Required work: The answer must be an exact copy of the listing below.

Supplied data:
↓
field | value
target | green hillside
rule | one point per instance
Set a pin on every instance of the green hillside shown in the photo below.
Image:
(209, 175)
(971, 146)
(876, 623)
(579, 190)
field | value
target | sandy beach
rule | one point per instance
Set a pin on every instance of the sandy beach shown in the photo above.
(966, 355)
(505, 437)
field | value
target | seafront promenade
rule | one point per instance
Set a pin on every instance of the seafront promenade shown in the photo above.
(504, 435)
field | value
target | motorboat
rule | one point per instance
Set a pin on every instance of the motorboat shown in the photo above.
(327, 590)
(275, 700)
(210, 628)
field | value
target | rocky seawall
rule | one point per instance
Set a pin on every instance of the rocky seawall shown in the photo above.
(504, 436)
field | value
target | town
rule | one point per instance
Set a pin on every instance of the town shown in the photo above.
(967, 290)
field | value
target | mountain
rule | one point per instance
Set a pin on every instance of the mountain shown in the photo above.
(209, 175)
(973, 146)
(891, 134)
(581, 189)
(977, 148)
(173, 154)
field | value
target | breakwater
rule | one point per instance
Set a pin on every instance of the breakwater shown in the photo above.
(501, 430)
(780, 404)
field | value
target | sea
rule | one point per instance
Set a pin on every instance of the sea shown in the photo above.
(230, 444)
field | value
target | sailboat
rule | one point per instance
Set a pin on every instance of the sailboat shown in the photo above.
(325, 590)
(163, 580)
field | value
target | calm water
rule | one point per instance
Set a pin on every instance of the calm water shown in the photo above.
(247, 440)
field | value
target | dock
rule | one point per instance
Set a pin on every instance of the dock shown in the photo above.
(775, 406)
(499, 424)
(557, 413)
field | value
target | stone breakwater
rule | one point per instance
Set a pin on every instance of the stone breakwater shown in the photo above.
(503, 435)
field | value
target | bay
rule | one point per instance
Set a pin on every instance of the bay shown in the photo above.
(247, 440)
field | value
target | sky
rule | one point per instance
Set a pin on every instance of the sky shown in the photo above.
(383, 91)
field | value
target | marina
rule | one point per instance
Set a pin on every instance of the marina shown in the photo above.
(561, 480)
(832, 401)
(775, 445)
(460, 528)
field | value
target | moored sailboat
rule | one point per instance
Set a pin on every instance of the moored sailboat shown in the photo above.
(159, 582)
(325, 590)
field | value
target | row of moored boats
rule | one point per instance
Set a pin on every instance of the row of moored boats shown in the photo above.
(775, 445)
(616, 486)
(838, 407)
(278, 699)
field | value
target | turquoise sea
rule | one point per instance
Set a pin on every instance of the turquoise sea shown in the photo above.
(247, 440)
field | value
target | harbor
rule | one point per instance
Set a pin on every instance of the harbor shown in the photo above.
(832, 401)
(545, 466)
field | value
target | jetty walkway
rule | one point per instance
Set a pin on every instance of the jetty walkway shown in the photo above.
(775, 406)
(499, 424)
↑
Written answer:
field | value
target | green hillside
rule | one point per instance
Set a pin on every instance of the green hillside shown in the photo below.
Image:
(209, 175)
(971, 146)
(876, 623)
(579, 190)
field | value
target | sandy beach
rule | one point per instance
Set a pin on every instance of the sandy beach shown in the photo above.
(966, 355)
(505, 437)
field | value
target | seafront promenade
rule | one point per instance
Set a pin on every instance of the seafront promenade shown in the photo above.
(504, 435)
field | value
target | motorboat
rule | one point per instance
Set a pin on every instance of the motorboat shown in the photo above.
(327, 590)
(275, 700)
(210, 628)
field | value
target | rocky seawall
rule | one point per instance
Set a pin on every instance of the rocky seawall shown in the photo above.
(504, 436)
field | value
target | town
rule | one point per instance
Set a pin on every instance of the town shown in the photo above.
(967, 290)
field | value
target | mountain
rule | one point per instance
Set a pin on every instance of the mountain shown in the photo above.
(209, 175)
(973, 146)
(891, 134)
(581, 189)
(977, 148)
(173, 154)
field | value
target | breakwater
rule | one point per instance
Set a pin on every instance of the breakwater shown in the photo above.
(501, 430)
(780, 404)
field | value
target | sea
rule | one point per instance
Set a pin on every instance of the sea shown in the photo above.
(230, 444)
field | value
target | sailboat
rule | one point per instance
Set a pin on every instance of the sailboat shown in the photo above.
(325, 590)
(163, 580)
field | value
target | calm water
rule | one point per instance
Set a pin on every instance of the calm water shown in the photo above.
(247, 440)
field | value
target | dock
rule | one point per instance
Set a pin on every instance of the dock shown in the photo above.
(775, 406)
(499, 424)
(557, 413)
field | value
target | stone breakwater
rule | one point per instance
Set a pin on every instance of the stone breakwater shown in the photo above.
(503, 435)
field | value
target | bay
rule | one point per instance
Set a pin on every instance of the bay shown in the photo above.
(247, 440)
field | value
target | sky
rule | one point per instance
Set a pin on every instance of the sky shown in the photo above.
(383, 91)
field | value
target | marina
rule | one point per instance
Set a pin on every instance of the marina shown in the photo above.
(561, 480)
(832, 401)
(775, 445)
(460, 528)
field | value
target | moored sailboat
rule | one point per instance
Set a pin on every instance of the moored sailboat shown in the photo above.
(159, 582)
(325, 590)
field | value
target | row of moored boats
rule | one point per instance
Set a pin on every instance of the row of moored boats shown in the photo above.
(775, 445)
(616, 486)
(838, 407)
(278, 699)
field | value
target | turquoise sea
rule | one point per instance
Set a pin on every instance of the turquoise sea shown in the photo above.
(247, 440)
field | value
target | harbor
rule | one point per instance
Set a pin on every instance of the harbor shown in the photo above.
(832, 401)
(545, 466)
field | value
target | jetty walkway
rule | one point per instance
Set a pin on every instance of the jetty walkway shown in the photo above.
(775, 406)
(499, 424)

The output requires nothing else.